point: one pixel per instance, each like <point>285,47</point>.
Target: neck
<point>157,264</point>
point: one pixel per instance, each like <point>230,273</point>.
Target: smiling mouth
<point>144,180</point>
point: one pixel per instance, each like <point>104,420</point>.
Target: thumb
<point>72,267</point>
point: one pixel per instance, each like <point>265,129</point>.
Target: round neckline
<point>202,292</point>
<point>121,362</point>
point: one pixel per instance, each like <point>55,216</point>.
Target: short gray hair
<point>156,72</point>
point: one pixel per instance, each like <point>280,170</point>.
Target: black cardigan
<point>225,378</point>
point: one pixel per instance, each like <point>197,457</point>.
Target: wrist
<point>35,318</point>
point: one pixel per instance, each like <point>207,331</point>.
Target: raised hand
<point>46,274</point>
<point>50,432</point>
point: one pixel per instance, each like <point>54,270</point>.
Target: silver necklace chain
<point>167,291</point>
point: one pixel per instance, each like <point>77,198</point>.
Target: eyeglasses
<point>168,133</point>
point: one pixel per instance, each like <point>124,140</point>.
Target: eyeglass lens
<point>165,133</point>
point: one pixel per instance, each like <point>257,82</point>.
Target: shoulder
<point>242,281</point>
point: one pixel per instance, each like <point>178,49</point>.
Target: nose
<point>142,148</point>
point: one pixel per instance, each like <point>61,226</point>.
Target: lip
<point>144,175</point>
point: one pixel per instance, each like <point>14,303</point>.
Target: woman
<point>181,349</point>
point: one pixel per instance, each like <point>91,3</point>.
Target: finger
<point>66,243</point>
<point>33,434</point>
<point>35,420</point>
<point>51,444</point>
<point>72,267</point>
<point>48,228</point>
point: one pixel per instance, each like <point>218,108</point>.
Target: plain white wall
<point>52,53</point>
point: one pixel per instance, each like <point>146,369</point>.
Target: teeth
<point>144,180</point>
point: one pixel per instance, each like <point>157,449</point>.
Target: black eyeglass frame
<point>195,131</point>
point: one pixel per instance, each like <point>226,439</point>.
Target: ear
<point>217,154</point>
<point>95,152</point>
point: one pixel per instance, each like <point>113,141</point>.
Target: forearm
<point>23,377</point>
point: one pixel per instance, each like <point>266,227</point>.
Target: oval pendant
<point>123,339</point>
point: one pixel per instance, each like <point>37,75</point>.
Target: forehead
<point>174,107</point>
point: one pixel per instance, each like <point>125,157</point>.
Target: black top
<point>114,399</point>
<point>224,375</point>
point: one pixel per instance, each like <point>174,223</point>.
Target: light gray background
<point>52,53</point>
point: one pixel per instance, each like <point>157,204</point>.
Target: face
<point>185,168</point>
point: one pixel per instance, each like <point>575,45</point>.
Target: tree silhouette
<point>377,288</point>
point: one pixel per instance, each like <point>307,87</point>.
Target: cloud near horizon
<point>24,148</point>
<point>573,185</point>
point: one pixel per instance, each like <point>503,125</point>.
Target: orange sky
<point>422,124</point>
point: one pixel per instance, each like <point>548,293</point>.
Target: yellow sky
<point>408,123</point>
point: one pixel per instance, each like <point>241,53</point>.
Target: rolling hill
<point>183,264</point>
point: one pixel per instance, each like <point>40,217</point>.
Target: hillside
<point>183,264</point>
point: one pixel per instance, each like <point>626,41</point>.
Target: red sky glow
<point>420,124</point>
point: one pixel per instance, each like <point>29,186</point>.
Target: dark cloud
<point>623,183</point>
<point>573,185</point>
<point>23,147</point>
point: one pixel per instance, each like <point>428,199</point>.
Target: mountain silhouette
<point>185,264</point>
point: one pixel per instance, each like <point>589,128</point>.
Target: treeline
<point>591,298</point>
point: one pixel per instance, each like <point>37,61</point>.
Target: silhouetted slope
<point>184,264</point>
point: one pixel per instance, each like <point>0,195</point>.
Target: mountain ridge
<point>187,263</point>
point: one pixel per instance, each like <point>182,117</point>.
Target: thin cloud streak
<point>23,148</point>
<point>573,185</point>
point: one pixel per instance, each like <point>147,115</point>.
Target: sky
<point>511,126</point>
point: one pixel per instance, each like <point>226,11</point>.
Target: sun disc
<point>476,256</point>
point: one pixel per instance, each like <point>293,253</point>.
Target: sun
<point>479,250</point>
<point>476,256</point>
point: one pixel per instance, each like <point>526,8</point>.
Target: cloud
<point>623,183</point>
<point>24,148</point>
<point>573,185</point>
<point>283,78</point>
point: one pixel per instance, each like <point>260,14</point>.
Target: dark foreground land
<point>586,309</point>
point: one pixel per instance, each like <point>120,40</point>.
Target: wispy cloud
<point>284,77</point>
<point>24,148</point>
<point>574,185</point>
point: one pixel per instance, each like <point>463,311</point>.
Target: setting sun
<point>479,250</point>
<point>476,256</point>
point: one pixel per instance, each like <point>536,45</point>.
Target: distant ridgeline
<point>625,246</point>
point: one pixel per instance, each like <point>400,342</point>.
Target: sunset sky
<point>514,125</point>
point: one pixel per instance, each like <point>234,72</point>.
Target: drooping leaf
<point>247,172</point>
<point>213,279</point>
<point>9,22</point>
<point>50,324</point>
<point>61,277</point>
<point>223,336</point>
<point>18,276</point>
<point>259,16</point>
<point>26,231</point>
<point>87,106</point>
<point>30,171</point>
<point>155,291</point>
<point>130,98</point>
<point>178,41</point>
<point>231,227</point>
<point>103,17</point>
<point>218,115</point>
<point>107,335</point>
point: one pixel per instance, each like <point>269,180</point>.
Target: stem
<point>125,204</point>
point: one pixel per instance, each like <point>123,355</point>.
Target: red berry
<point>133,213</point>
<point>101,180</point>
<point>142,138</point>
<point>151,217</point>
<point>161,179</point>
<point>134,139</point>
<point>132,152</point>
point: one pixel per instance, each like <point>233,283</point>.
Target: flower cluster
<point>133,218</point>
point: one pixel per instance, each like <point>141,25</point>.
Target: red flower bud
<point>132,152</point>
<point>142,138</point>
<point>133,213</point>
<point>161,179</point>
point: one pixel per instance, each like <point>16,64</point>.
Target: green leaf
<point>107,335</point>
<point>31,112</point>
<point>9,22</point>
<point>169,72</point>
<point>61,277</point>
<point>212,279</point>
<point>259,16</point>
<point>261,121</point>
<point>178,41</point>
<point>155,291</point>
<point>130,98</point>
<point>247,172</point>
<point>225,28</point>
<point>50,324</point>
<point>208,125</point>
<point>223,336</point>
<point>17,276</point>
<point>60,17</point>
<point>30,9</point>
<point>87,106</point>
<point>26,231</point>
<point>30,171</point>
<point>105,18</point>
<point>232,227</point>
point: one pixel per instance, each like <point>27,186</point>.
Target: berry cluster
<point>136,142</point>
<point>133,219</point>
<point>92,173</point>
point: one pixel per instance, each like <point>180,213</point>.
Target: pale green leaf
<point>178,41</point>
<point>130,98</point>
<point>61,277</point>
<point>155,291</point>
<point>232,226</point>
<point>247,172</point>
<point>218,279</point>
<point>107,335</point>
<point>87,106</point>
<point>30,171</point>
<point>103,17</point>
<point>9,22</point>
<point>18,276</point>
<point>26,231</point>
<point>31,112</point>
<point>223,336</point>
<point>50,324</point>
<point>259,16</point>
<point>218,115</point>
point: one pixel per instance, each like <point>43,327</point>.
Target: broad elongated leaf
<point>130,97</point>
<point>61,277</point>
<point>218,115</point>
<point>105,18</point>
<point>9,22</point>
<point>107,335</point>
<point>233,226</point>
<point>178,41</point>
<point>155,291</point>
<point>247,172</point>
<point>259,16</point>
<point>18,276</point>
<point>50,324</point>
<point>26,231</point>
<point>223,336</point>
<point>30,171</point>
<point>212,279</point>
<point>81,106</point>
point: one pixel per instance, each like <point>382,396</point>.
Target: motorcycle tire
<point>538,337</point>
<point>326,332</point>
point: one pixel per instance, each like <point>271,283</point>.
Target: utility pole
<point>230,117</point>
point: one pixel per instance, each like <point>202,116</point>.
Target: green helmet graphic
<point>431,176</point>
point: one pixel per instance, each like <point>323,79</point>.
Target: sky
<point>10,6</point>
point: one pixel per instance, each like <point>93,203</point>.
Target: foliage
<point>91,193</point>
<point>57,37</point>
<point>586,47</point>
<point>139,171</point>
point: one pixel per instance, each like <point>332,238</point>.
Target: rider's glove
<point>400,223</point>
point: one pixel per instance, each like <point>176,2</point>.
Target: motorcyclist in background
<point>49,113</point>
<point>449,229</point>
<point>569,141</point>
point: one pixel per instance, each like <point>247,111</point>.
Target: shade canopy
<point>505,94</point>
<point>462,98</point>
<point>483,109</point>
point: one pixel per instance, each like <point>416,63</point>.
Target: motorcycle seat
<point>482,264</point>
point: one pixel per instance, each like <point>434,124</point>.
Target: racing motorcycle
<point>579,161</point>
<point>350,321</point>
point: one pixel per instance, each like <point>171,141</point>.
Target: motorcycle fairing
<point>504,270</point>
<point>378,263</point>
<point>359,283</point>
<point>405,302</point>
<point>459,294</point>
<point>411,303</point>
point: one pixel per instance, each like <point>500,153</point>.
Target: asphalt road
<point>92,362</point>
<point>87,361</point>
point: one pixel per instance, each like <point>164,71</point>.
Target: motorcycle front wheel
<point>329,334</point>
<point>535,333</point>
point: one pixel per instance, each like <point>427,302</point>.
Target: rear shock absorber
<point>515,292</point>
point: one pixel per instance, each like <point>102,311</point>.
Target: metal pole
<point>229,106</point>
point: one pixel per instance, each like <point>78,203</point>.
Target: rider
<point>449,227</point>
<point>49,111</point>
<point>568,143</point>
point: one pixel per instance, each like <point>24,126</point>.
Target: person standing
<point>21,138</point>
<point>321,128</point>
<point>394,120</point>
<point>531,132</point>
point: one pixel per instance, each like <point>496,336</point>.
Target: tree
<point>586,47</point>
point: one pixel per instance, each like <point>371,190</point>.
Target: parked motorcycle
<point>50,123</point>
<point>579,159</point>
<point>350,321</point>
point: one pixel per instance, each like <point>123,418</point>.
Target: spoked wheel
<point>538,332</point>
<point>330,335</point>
------
◆ **Problem requirements**: Would you quote everything above from the line containing "Target: mountain ridge" down to the line containing "point: one pixel per instance, each like <point>536,45</point>."? Include both of those lines and nothing else.

◆ **Task solution**:
Target: mountain ridge
<point>187,263</point>
point: one pixel per instance, each like <point>182,117</point>.
Target: thin cloud streak
<point>23,148</point>
<point>573,185</point>
point: one pixel per instance, each like <point>147,115</point>.
Target: sky
<point>511,126</point>
point: one pixel per instance, each like <point>226,11</point>.
Target: sun disc
<point>476,256</point>
point: one pixel per instance, each like <point>293,253</point>.
Target: sun
<point>479,250</point>
<point>476,256</point>
point: one pixel per instance, each like <point>526,8</point>.
Target: cloud
<point>623,183</point>
<point>24,148</point>
<point>573,185</point>
<point>283,78</point>
point: one pixel per instance, each like <point>260,14</point>.
Target: dark foreground land
<point>586,309</point>
point: one pixel per instance, each like <point>120,40</point>.
Target: wispy cloud
<point>284,77</point>
<point>24,148</point>
<point>574,185</point>
point: one pixel per instance, each like <point>463,311</point>.
Target: setting sun
<point>479,250</point>
<point>476,256</point>
point: one pixel per instance, each like <point>536,45</point>.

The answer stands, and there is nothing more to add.